Required work — Can you recast all of the data below as a Markdown table with two columns, Row and Entry, giving each line its own numbered row and leaving out blank lines?

Supplied records —
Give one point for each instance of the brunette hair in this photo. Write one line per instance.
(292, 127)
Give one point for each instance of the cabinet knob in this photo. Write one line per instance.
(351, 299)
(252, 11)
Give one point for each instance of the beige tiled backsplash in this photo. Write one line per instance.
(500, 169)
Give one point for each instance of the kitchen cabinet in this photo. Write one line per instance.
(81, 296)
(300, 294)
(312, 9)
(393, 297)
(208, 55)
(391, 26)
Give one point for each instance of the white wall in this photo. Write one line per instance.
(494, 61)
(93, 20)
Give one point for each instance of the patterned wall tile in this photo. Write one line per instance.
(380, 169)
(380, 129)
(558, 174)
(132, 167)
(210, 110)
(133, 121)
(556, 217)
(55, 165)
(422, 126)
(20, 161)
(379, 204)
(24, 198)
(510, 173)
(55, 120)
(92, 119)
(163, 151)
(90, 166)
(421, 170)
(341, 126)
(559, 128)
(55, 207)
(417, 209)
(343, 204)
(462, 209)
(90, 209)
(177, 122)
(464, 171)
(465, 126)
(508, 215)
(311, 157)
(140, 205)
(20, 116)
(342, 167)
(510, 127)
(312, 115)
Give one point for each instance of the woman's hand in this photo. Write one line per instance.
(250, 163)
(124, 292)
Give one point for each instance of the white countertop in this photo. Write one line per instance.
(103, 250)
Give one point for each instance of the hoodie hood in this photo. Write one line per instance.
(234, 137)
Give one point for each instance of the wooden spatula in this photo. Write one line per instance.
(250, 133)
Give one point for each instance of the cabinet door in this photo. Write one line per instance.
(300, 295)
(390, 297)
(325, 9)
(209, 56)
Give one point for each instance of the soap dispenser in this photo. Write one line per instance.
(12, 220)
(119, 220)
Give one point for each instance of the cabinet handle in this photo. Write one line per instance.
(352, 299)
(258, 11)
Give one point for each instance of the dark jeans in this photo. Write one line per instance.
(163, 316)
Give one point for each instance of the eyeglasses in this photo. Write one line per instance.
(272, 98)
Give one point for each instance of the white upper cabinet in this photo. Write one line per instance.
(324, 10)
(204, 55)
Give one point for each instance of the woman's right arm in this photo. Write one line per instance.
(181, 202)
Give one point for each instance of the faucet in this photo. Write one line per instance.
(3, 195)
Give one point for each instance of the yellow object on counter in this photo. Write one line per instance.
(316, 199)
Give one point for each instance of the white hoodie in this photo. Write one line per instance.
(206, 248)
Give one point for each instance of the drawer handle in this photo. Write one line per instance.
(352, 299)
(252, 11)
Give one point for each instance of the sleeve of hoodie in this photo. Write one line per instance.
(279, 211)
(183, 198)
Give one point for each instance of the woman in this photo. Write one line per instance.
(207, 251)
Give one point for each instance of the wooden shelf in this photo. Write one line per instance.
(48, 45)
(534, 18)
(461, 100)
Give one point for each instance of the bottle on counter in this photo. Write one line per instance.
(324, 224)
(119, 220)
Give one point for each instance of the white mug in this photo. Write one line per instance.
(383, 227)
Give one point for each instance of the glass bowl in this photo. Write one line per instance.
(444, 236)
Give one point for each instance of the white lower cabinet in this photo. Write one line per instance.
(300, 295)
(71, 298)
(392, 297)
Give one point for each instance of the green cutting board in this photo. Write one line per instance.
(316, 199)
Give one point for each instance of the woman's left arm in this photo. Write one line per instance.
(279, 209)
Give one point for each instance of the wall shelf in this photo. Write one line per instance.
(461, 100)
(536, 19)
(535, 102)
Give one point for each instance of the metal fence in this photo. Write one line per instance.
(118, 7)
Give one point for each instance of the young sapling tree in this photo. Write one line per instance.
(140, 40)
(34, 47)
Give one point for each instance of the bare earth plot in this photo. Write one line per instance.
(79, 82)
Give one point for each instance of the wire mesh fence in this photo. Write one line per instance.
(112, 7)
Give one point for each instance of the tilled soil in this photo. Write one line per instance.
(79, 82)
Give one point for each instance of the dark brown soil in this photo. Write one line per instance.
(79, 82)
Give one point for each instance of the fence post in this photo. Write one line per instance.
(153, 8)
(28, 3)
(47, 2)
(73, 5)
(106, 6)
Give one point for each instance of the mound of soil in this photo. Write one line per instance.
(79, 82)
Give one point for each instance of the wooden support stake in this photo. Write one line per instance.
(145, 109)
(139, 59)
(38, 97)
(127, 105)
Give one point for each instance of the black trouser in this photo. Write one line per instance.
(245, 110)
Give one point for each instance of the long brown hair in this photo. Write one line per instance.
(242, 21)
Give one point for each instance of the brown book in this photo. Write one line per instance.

Solution to this task —
| Row | Entry |
|---|---|
| 1 | Give one point for each instance of the brunette hair in this photo. Write one line per instance. |
| 2 | (292, 127) |
| 3 | Give one point for each instance of the cabinet knob in this photo. Write one line per instance. |
| 4 | (351, 299) |
| 5 | (252, 11) |
| 6 | Give one point for each instance of the beige tiled backsplash in this photo. Write one line per instance. |
| 7 | (500, 169) |
| 8 | Give one point for each instance of the kitchen cabinet in this photo. Write one line per instance. |
| 9 | (81, 296) |
| 10 | (300, 294) |
| 11 | (312, 9) |
| 12 | (393, 297) |
| 13 | (208, 55) |
| 14 | (391, 26) |
| 15 | Give one point for each instance of the white wall in this photo. Write one line per instance. |
| 16 | (494, 61) |
| 17 | (93, 20) |
| 18 | Give one point for each instance of the patterned wall tile in this photo. Write one line per instance. |
| 19 | (380, 169) |
| 20 | (380, 129) |
| 21 | (558, 174) |
| 22 | (132, 167) |
| 23 | (210, 110) |
| 24 | (133, 121) |
| 25 | (556, 217) |
| 26 | (55, 165) |
| 27 | (422, 126) |
| 28 | (20, 161) |
| 29 | (379, 204) |
| 30 | (24, 198) |
| 31 | (510, 173) |
| 32 | (55, 120) |
| 33 | (92, 119) |
| 34 | (163, 151) |
| 35 | (90, 166) |
| 36 | (421, 170) |
| 37 | (341, 126) |
| 38 | (559, 128) |
| 39 | (55, 207) |
| 40 | (417, 209) |
| 41 | (343, 204) |
| 42 | (462, 209) |
| 43 | (90, 209) |
| 44 | (177, 122) |
| 45 | (464, 171) |
| 46 | (465, 126) |
| 47 | (508, 215) |
| 48 | (311, 157) |
| 49 | (140, 205) |
| 50 | (20, 116) |
| 51 | (342, 167) |
| 52 | (510, 127) |
| 53 | (312, 115) |
| 54 | Give one point for each instance of the woman's hand in this photo. Write one line per instance. |
| 55 | (250, 163) |
| 56 | (124, 292) |
| 57 | Give one point for each instance of the white countertop in this photo. Write one line per instance. |
| 58 | (103, 250) |
| 59 | Give one point for each instance of the hoodie hood in this photo. Write one line per instance. |
| 60 | (234, 137) |
| 61 | Give one point for each instance of the wooden spatula in this photo. Write one line per instance. |
| 62 | (250, 133) |
| 63 | Give one point for each instance of the cabinet door in this photo. Write one line per instance. |
| 64 | (300, 295) |
| 65 | (390, 297) |
| 66 | (325, 9) |
| 67 | (209, 56) |
| 68 | Give one point for each instance of the soap dispenser in this photo. Write one line per instance. |
| 69 | (12, 220) |
| 70 | (119, 220) |
| 71 | Give one point for each instance of the cabinet handle in this photo. Write one line per instance. |
| 72 | (352, 299) |
| 73 | (258, 11) |
| 74 | Give one point for each instance of the dark jeans in this photo. Write one line per instance. |
| 75 | (163, 316) |
| 76 | Give one point for each instance of the eyeglasses in this photo. Write one line per instance. |
| 77 | (272, 98) |
| 78 | Give one point for each instance of the white upper cabinet in this photo. Write one line per instance. |
| 79 | (324, 10) |
| 80 | (204, 55) |
| 81 | Give one point for each instance of the woman's right arm in this photo. Write one line per instance. |
| 82 | (181, 202) |
| 83 | Give one point for each instance of the faucet in this photo. Write one line per instance. |
| 84 | (3, 195) |
| 85 | Give one point for each instance of the yellow object on counter in this photo. Write one line per instance. |
| 86 | (316, 199) |
| 87 | Give one point for each instance of the white hoodie in this photo. Write one line per instance. |
| 88 | (206, 248) |
| 89 | Give one point for each instance of the drawer handle in this photo. Write one line per instance. |
| 90 | (352, 299) |
| 91 | (252, 11) |
| 92 | Give one point for each instance of the sleeve of hoodie in this photo. Write one line per instance. |
| 93 | (279, 211) |
| 94 | (183, 198) |
| 95 | Give one point for each instance of the woman in this photo. Write one line per instance. |
| 96 | (207, 251) |
| 97 | Give one point for each instance of the wooden shelf in this photo. Write one line per instance. |
| 98 | (48, 45) |
| 99 | (534, 18) |
| 100 | (461, 100) |
| 101 | Give one point for each instance of the bottle on counter in this photo. Write one line per instance. |
| 102 | (324, 224) |
| 103 | (119, 220) |
| 104 | Give one point for each instance of the white mug in this photo. Write one line per instance. |
| 105 | (383, 227) |
| 106 | Give one point for each instance of the glass bowl in this photo. Write one line per instance. |
| 107 | (444, 236) |
| 108 | Give one point for each instance of the white lower cabinet in this photo. Write one line per instance. |
| 109 | (300, 295) |
| 110 | (71, 298) |
| 111 | (392, 297) |
| 112 | Give one point for each instance of the green cutting board in this photo. Write one line per instance. |
| 113 | (316, 199) |
| 114 | Give one point for each instance of the woman's left arm in this photo. Write one line per instance. |
| 115 | (279, 209) |
| 116 | Give one point for each instance of the wall shelf in this photo. Write one line per instance. |
| 117 | (461, 100) |
| 118 | (536, 19) |
| 119 | (535, 102) |
| 120 | Give one point for each instance of the metal fence in this photo. Write one line per instance. |
| 121 | (118, 7) |
| 122 | Give one point for each instance of the young sapling tree in this photo. Write one line per instance. |
| 123 | (140, 40) |
| 124 | (34, 47) |
| 125 | Give one point for each instance of the bare earth plot in this photo. Write one line per instance. |
| 126 | (79, 82) |
| 127 | Give one point for each instance of the wire mesh fence in this photo. Write one line per instance. |
| 128 | (112, 7) |
| 129 | Give one point for each instance of the tilled soil in this photo. Write one line per instance. |
| 130 | (79, 82) |
| 131 | Give one point for each instance of the dark brown soil in this photo. Write one line per instance. |
| 132 | (79, 82) |
| 133 | Give one point for each instance of the fence post in this photo. Write one line per instance. |
| 134 | (153, 8) |
| 135 | (28, 3) |
| 136 | (47, 2) |
| 137 | (73, 5) |
| 138 | (106, 6) |
| 139 | Give one point for each instance of the mound of soil in this photo. Write one line per instance. |
| 140 | (79, 82) |
| 141 | Give one point for each instance of the wooden support stake in this photo. Write one line per instance. |
| 142 | (145, 109) |
| 143 | (139, 59) |
| 144 | (38, 97) |
| 145 | (127, 105) |
| 146 | Give one point for each instance of the black trouser in this photo. Write one line per instance. |
| 147 | (245, 110) |
| 148 | Give one point for each instance of the long brown hair in this photo. Write one line per instance. |
| 149 | (242, 21) |
| 150 | Give one point for each instance of the brown book in this photo. Write one line per instance. |